### To do
(1) According to the Iraq Inquiry passage, what legal advice did Howard agree to table immediately in Parliament?
(2) Reproduce the records starting with the line containing "Scouting task: drop one point on every instance of the tree" and going on through the line containing "[(399, 190), (705, 30), (574, 136)]", changing "instance" to "occurrence" and leaving everything else untouched. Return only those lines.

-- Start of Reading passage --

The Iraq Inquiry Report (2009-2016) documents how Tony Blair committed Great Britain to war early in 2002, lying to the United Nations, to Parliament, and to the British people, in order to follow George Bush, who had planned an aggression on Iraq well before September 2001.
Australian Prime Minister John Howard conspired with both reckless adventurers, purported ‘to advise’ both buccaneers, sent troops to Iraq before the war started, then lied to Parliament and to the Australian people. He continues to do so.
Should he and his cabal be charged with war crimes? This, and more, is investigated by Dr George Venturini in this outstanding series.
Australia’s involvement in Iraq (continued)
Now to more serious matters: the legality of Australia’s intervention in Iraq.
Paragraph 3 of the document reproduced in Part 34 reads:
“Howard said that the Iraq issue was one of morality and not just legality. However, he agreed to table immediately in Parliament the text of the legal advice that had been provided to the Australian Government from DFAT and the Attorney-General’s Department. He said it was consistent with the advice given to the British Government by Lord Goldsmith (FCO telnos 116 and 117 to Washington), that we fed in to his office his morning and which he also tabled.”
So, the Iraq issue was not just one of legality. In the hands of the Howard government it became an exercise of fixing the law around the policy – surely a perversion of the legal process and, in the end, of any respect for morality.

-- End of Reading passage --
-- Start of Provided data --

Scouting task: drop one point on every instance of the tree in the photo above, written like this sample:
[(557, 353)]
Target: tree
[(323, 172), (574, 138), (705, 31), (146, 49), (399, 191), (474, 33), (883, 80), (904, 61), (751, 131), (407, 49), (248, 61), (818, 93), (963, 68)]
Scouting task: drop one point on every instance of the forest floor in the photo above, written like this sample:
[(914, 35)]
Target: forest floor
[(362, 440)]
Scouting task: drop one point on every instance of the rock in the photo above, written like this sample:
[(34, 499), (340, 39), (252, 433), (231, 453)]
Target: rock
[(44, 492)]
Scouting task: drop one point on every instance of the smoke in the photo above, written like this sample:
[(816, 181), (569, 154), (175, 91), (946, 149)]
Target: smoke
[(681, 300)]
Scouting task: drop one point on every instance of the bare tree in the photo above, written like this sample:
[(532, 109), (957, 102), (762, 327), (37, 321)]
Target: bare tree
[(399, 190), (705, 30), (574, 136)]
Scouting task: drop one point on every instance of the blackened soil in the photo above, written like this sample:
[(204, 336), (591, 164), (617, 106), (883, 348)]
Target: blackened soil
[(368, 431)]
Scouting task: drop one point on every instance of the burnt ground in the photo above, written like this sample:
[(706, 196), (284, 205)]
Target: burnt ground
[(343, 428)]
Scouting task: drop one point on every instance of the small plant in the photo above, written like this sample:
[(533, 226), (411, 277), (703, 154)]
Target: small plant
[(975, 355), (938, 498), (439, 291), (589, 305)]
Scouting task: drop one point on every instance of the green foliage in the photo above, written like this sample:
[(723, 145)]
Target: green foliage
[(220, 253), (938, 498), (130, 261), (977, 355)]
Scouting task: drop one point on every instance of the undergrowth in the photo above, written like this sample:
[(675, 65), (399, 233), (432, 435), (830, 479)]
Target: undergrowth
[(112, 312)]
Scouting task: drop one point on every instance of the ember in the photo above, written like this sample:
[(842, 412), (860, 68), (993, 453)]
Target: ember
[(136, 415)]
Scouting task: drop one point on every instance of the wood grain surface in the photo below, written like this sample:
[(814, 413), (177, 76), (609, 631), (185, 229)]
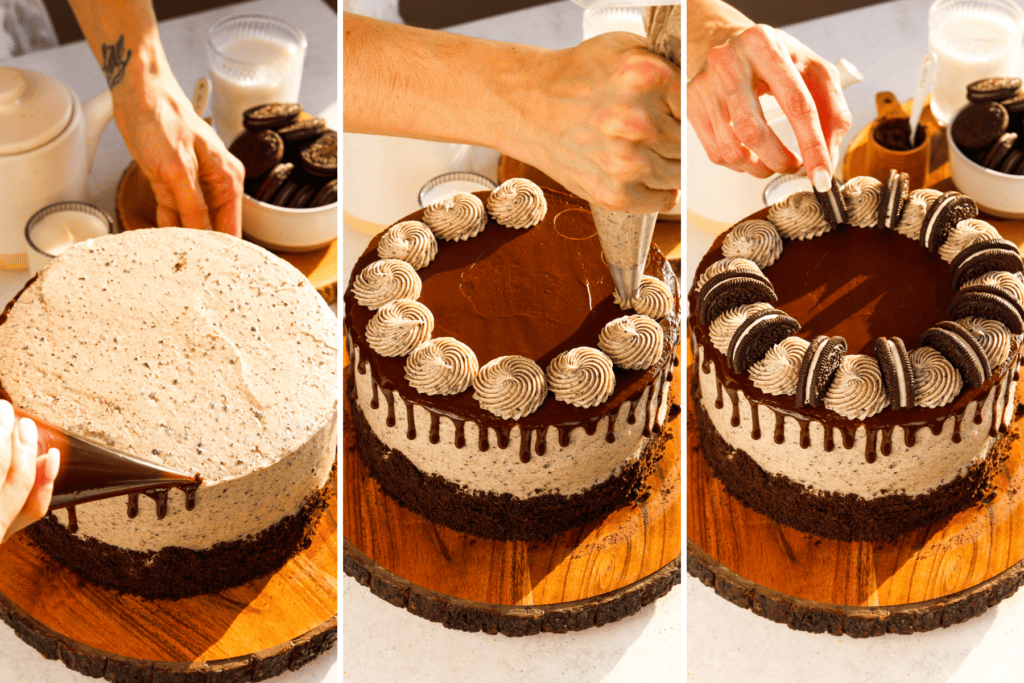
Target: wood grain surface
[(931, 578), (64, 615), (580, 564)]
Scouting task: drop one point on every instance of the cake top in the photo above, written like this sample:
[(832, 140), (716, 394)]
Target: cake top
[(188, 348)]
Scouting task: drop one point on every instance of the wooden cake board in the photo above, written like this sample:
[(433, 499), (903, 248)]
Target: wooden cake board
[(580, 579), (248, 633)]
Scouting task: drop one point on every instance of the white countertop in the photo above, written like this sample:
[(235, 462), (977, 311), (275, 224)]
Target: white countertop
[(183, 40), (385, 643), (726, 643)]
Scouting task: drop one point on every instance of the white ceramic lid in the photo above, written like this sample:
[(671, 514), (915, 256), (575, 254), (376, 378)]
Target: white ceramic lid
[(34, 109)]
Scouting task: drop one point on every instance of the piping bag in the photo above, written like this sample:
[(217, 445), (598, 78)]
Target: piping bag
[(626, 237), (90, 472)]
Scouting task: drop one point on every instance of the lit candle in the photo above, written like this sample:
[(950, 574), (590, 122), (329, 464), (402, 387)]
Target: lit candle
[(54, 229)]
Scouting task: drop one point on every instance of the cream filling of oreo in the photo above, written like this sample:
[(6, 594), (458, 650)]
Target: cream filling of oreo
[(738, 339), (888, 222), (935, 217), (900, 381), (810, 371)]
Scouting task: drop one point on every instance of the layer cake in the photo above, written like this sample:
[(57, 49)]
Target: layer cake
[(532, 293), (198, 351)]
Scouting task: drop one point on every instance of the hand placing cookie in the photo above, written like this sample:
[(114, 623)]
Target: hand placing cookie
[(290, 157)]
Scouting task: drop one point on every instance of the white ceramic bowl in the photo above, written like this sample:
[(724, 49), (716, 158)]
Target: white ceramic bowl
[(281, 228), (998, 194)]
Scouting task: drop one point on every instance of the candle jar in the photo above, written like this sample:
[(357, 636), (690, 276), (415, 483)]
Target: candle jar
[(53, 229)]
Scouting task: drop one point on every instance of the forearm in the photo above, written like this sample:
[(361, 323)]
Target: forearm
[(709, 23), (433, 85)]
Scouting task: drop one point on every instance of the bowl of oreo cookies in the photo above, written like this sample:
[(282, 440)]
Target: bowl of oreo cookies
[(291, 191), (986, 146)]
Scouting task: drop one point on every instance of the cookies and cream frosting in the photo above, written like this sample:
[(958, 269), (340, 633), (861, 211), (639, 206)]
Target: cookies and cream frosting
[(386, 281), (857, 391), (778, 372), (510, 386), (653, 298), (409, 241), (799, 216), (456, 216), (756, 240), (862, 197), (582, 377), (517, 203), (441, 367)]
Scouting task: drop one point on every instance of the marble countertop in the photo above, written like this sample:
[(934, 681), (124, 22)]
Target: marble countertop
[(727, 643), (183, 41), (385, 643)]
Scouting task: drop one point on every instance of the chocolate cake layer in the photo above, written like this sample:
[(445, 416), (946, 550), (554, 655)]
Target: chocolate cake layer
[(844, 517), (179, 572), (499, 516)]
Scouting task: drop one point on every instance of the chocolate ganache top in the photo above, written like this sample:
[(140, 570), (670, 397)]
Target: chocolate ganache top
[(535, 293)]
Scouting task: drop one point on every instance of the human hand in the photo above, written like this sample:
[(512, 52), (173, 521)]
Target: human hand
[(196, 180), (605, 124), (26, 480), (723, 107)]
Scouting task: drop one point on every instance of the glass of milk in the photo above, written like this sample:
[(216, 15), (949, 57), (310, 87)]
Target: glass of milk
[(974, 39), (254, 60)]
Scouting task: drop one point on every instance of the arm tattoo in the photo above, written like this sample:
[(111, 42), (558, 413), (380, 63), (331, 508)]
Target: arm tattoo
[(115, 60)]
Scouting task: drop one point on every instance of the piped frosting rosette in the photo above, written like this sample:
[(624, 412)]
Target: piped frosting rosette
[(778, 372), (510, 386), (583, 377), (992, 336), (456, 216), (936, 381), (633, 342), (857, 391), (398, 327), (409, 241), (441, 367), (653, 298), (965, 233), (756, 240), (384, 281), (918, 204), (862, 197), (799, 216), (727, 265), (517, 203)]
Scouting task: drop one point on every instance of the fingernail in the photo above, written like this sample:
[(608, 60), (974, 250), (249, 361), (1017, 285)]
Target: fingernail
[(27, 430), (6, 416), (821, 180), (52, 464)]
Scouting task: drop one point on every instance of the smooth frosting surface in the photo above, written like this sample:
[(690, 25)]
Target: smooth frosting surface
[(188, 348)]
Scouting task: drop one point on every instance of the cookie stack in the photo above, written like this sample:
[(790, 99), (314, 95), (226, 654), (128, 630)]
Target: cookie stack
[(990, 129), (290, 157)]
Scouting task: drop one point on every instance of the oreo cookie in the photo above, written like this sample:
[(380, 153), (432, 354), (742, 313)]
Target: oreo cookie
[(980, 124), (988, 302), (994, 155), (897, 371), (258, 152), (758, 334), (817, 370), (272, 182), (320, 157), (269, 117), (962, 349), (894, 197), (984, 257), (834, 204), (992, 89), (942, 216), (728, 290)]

-- End of Provided data --
-- Start of Provided data --

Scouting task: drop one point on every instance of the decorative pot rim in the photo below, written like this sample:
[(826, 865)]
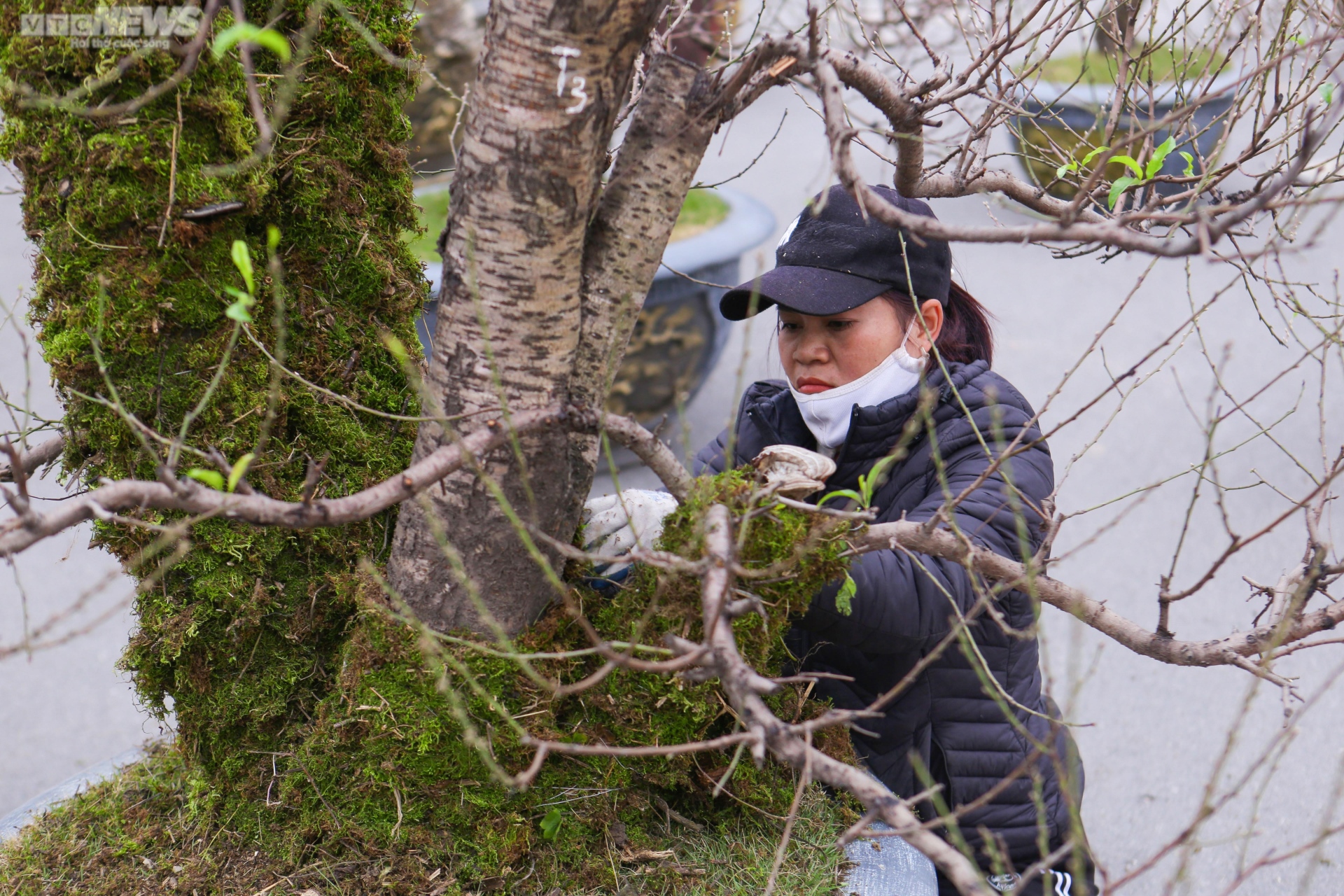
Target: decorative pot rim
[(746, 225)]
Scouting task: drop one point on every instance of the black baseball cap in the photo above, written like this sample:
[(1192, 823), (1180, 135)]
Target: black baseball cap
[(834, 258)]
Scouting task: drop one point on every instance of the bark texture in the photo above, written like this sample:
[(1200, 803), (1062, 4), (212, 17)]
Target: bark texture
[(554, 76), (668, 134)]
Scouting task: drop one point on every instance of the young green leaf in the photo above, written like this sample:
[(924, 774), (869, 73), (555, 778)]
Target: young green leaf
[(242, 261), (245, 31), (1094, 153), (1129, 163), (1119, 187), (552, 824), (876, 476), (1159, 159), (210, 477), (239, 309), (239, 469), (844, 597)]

-- End of Provided data --

### Answers for this exercise
(1) The text of the legal advice provided to the Australian Government from DFAT and the Attorney-General's Department.

(2)
Scouting task: drop one point on every occurrence of the tree in the photo above, written like this sample:
[(557, 353)]
Target: tree
[(323, 172), (574, 138), (705, 31), (146, 49), (399, 191), (474, 33), (883, 80), (904, 61), (751, 131), (407, 49), (248, 61), (818, 93), (963, 68)]
Scouting task: drop one point on every occurrence of the forest floor in the photo above, written like this sample:
[(914, 35)]
Target: forest floor
[(362, 440)]
Scouting task: drop one point on every occurrence of the rock in the photo above, written like this sample:
[(34, 499), (340, 39), (252, 433), (231, 453)]
Target: rock
[(44, 492)]
Scouting task: drop one point on every occurrence of the smoke in the photo above, written like this sample:
[(816, 181), (569, 154), (175, 91), (946, 149)]
Target: smoke
[(681, 300)]
Scouting task: drop one point on every occurrence of the bare tree in the photo above, written like this sample:
[(532, 109), (957, 102), (762, 327), (37, 321)]
Target: bare tree
[(399, 190), (705, 30), (574, 136)]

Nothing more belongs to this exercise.